**Request**
Rewrite the data below, replacing every "play-diagram index" with "annotation log" and leaving all other text unchanged.

(Records)

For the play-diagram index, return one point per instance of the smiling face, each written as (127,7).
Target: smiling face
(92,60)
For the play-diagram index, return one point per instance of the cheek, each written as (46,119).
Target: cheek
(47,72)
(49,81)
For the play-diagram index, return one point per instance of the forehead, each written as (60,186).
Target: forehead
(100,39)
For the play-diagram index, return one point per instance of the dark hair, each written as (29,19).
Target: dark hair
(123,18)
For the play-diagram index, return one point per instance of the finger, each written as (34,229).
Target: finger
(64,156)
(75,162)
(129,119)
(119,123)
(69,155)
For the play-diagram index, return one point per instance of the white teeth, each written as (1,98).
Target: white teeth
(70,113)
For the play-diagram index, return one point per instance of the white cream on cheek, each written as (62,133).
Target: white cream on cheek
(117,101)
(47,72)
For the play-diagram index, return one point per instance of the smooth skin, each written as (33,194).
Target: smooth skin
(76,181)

**Correct result**
For the annotation log, return one point per instance of the smiling face, each written as (127,7).
Target: smiling face
(92,60)
For the annotation log, return one point per instance of the cheek, each written as (46,119).
Target: cheek
(47,72)
(49,81)
For the annotation log, return one point per instance of the forehead, each written as (60,186).
Target: forehead
(100,39)
For the annotation log, return one point per instance of the dark hair, each written as (29,19).
Target: dark hair
(123,18)
For the annotation log, return one point per instance of the finger, each written as (34,229).
Target: finger
(64,156)
(75,162)
(129,119)
(119,123)
(69,155)
For the annotation log, return one point per instance of the white teeth, each written as (1,98).
Target: white teeth
(70,113)
For the annotation log, return one point per instance of the white cream on cheek, each written as (62,133).
Target: white cream on cheek
(117,101)
(47,72)
For the annotation log, return one point per instance of the smooth skin, each written as (33,194).
Target: smooth skin
(76,181)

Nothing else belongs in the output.